In the data, extract each line that holds the string "wicker".

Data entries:
####################

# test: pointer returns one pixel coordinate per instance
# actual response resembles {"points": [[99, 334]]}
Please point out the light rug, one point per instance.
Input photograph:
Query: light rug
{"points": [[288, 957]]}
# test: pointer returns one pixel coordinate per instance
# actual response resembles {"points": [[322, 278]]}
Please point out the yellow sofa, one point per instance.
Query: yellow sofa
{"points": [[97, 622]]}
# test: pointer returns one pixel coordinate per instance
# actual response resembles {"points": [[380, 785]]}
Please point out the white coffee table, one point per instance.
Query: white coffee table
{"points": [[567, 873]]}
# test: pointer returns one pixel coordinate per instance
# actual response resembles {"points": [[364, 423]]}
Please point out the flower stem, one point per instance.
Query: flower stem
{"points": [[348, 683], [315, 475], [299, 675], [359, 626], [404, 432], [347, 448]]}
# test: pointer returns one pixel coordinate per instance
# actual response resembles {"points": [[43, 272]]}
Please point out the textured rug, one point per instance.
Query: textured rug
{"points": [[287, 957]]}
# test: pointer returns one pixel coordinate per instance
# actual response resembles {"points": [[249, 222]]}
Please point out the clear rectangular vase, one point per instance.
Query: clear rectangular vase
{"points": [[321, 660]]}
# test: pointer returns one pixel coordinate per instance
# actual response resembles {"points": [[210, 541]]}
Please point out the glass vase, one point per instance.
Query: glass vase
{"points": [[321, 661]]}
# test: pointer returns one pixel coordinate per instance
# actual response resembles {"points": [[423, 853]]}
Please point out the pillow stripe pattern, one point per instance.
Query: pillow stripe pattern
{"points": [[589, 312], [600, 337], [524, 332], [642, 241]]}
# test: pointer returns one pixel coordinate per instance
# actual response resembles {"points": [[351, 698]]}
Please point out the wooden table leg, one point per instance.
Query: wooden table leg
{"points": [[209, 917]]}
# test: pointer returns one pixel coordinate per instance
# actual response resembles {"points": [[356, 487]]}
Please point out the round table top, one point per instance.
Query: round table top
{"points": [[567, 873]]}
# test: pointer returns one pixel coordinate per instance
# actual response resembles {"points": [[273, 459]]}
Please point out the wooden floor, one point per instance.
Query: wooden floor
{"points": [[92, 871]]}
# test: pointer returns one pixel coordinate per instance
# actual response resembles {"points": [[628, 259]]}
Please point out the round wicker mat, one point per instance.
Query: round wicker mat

####################

SOLUTION TO THIS TASK>
Please point out the round wicker mat, one point per instance.
Query: round wicker mat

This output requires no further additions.